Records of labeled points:
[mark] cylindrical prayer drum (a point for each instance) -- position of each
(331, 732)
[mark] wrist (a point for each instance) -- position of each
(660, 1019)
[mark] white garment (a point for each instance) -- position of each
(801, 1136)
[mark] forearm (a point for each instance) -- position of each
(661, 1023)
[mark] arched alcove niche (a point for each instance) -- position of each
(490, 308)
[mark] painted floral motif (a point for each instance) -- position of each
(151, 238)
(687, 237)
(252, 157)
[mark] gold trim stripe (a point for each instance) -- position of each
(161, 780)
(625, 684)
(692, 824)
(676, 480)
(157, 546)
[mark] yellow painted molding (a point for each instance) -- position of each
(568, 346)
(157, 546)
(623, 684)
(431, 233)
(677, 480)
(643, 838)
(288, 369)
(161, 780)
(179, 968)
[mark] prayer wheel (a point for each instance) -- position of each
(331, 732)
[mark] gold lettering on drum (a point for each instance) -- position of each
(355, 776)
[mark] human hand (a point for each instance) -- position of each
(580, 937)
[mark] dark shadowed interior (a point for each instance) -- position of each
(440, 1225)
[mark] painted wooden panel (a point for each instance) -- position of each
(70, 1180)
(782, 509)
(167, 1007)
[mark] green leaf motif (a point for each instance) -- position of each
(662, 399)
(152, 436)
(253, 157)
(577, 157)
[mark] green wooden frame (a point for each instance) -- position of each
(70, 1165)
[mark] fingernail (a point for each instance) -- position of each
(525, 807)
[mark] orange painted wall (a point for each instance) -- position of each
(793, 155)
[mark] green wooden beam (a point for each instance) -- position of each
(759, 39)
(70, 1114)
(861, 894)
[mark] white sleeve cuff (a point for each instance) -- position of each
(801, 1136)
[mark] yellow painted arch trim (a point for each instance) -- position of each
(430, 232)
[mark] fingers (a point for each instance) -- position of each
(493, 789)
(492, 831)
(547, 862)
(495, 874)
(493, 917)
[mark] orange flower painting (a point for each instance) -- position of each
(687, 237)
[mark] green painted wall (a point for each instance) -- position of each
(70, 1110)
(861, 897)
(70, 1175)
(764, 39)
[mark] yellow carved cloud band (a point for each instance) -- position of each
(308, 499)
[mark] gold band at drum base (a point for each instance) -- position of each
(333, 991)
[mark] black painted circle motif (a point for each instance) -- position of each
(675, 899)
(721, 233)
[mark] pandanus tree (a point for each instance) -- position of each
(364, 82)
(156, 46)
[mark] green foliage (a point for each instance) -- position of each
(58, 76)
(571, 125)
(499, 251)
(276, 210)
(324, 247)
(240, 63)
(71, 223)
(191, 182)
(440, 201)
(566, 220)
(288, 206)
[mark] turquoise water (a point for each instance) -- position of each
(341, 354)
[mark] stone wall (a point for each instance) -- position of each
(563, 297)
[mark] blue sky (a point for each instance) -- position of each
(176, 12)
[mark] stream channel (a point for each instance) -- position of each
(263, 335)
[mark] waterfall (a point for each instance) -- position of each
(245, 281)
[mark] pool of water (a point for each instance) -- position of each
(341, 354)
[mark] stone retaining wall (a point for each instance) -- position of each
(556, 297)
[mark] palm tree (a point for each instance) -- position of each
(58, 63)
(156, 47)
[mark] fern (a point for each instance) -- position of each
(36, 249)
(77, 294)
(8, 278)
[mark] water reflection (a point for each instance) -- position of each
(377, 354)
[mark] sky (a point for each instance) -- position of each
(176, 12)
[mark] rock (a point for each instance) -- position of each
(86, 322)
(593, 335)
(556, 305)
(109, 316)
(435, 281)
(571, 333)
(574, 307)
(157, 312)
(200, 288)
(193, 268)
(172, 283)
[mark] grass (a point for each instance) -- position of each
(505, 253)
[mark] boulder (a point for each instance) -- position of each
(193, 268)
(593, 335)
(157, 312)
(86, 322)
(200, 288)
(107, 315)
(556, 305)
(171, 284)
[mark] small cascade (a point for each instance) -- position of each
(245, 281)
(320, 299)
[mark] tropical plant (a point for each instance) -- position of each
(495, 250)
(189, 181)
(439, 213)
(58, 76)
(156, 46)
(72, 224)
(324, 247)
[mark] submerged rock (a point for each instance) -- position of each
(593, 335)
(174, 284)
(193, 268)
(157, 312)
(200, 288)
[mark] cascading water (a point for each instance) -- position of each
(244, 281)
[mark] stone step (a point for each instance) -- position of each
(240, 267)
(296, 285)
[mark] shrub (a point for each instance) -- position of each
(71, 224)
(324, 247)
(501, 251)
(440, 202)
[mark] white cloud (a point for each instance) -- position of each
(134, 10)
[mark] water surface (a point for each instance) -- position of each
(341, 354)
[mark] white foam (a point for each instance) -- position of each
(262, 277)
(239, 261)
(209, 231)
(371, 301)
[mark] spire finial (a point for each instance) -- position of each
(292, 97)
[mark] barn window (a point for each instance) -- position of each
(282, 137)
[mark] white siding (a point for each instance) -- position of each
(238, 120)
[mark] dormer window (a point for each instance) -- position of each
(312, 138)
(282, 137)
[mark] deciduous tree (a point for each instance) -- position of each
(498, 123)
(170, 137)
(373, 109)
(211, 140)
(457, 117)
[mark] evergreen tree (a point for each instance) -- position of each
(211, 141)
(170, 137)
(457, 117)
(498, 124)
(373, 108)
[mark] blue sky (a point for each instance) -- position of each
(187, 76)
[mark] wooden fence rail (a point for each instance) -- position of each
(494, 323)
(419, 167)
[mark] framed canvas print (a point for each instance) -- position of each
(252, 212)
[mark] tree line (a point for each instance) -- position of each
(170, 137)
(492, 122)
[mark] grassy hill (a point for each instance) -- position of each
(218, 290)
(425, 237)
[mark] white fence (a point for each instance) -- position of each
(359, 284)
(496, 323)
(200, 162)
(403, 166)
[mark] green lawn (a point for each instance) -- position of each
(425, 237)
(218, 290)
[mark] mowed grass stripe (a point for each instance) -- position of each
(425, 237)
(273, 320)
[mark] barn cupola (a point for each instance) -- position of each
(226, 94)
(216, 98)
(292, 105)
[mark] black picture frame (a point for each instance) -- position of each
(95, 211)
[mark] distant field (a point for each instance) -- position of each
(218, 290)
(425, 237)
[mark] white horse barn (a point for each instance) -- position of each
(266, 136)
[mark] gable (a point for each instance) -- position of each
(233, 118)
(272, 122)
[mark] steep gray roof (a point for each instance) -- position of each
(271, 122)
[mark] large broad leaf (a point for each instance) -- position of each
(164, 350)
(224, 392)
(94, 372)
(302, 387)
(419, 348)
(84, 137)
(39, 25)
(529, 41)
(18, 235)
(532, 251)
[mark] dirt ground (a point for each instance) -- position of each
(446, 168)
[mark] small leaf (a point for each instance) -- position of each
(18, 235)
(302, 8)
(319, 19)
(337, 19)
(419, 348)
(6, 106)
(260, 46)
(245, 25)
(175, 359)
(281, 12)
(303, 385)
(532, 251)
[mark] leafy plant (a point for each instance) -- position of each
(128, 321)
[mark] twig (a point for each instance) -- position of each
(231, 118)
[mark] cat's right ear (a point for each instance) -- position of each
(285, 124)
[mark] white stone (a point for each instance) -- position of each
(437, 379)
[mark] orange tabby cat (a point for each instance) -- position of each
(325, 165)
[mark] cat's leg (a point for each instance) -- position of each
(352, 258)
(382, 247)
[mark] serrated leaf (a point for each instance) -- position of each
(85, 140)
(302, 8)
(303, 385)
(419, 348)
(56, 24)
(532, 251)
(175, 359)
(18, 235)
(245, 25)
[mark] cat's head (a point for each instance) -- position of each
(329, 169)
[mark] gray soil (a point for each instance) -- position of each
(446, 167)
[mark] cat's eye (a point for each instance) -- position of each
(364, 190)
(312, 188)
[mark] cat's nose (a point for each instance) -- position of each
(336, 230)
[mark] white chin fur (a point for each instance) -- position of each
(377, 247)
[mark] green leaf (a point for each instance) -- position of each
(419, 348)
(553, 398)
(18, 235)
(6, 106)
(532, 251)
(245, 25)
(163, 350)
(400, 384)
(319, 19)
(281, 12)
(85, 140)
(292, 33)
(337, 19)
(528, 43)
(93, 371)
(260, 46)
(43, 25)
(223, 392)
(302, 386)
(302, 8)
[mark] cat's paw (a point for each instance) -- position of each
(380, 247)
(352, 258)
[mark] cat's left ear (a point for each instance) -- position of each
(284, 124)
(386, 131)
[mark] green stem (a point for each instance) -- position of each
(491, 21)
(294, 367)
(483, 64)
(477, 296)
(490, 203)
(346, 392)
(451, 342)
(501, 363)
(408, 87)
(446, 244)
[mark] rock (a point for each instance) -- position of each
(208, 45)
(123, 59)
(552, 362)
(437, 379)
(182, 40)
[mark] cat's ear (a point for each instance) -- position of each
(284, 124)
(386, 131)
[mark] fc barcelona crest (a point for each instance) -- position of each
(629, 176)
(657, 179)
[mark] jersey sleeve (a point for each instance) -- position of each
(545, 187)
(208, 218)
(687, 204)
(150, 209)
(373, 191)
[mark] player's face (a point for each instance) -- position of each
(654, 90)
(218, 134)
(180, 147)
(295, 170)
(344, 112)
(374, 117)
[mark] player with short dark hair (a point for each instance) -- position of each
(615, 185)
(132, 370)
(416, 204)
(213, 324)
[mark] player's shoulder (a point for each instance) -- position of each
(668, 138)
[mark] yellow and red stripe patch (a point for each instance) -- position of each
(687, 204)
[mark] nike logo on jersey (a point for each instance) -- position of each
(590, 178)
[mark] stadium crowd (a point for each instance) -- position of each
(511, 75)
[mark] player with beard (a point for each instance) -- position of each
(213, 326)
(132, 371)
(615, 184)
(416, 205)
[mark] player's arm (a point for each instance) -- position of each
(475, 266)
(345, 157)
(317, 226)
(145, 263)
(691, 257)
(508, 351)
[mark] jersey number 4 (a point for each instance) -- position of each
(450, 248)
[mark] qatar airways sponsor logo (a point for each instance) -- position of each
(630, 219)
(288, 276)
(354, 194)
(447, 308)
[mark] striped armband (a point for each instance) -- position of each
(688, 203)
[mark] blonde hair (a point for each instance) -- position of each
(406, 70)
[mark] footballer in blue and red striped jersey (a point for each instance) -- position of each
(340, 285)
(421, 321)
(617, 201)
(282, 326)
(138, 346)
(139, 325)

→ **GOAL OF THE EXERCISE**:
Your task is to output exactly the lines running from the one with "[mark] player's face" through the final line of the material above, with both ends included.

→ **RESPONSE BELOW**:
[mark] player's face (a point for each instance) -- position of each
(654, 90)
(218, 134)
(180, 147)
(295, 170)
(344, 112)
(374, 117)
[mark] player with short dark hair (a point for each instance) -- position of each
(615, 185)
(132, 370)
(416, 204)
(213, 324)
[mark] player's shoulder (a point for each instance) -- position of each
(668, 138)
[mark] yellow and red stripe patch (a point for each instance) -- position of each
(687, 204)
[mark] nike logo on jersey (a point for each instance) -- position of each
(590, 178)
[mark] stadium crowd (a point for each instance) -- position of each
(511, 75)
[mark] player with beard (a point for each instance) -- position of each
(213, 326)
(132, 371)
(615, 184)
(416, 205)
[mark] player's arm (a point for each instance) -- position of each
(475, 266)
(345, 157)
(317, 226)
(145, 263)
(691, 257)
(508, 351)
[mark] jersey number 4 (a point for each instance) -- position of each
(450, 248)
[mark] qatar airways sponsor logo (a point for each instance) -- position of each
(630, 219)
(288, 276)
(354, 194)
(447, 308)
[mark] striped armband (a point for each instance) -- position of each
(688, 203)
[mark] blonde hair (a point for each instance) -- position of each
(406, 70)
[mark] footballer in blue and red striped jersey (a point for each instance) -- position of each
(340, 285)
(421, 321)
(617, 201)
(282, 326)
(138, 346)
(139, 325)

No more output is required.